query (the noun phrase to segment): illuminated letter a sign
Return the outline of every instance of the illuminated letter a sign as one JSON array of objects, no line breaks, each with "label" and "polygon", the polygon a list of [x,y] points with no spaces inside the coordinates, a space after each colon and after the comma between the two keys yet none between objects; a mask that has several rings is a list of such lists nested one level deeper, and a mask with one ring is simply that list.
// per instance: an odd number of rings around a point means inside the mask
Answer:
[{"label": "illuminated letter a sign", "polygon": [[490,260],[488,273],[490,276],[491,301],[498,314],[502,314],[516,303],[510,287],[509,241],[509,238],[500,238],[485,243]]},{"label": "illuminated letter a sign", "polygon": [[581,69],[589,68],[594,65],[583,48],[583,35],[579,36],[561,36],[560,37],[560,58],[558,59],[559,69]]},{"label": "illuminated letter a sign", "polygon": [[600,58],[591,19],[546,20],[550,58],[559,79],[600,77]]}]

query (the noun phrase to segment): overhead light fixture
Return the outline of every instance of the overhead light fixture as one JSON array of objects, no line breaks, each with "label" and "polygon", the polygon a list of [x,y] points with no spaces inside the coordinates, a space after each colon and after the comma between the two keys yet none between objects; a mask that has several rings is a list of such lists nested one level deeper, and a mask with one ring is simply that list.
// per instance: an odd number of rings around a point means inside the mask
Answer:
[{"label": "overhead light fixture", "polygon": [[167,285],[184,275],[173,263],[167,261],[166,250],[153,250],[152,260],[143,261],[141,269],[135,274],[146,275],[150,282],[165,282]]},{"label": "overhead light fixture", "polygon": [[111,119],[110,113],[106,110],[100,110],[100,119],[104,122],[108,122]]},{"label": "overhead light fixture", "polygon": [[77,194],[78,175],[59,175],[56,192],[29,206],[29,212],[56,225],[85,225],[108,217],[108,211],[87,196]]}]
*-*-*
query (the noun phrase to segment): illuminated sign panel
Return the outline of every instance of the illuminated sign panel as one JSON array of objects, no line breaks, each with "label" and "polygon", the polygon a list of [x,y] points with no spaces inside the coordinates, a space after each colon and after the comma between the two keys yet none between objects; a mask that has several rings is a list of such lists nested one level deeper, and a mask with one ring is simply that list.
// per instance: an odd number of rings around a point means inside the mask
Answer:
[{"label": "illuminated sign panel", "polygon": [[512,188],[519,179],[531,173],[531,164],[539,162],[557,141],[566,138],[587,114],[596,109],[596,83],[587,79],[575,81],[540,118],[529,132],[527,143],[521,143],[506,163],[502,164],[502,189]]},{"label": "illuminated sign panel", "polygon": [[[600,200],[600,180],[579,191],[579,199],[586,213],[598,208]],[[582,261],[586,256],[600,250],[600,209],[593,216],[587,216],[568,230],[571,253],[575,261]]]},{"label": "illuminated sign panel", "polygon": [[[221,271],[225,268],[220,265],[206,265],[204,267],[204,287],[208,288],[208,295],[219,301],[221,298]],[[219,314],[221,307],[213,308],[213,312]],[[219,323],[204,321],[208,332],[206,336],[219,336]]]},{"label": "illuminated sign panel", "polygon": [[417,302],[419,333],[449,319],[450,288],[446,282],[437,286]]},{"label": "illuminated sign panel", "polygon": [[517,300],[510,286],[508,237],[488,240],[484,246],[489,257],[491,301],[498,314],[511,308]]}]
*-*-*
EXERCISE DIRECTIONS —
Copy every line of the records above that contains the string "query", treating uppercase and lowercase letters as distinct.

RESPONSE —
query (the noun phrase to segment): illuminated letter a sign
query (the noun phrase to segment): overhead light fixture
query (the noun phrase to segment): illuminated sign panel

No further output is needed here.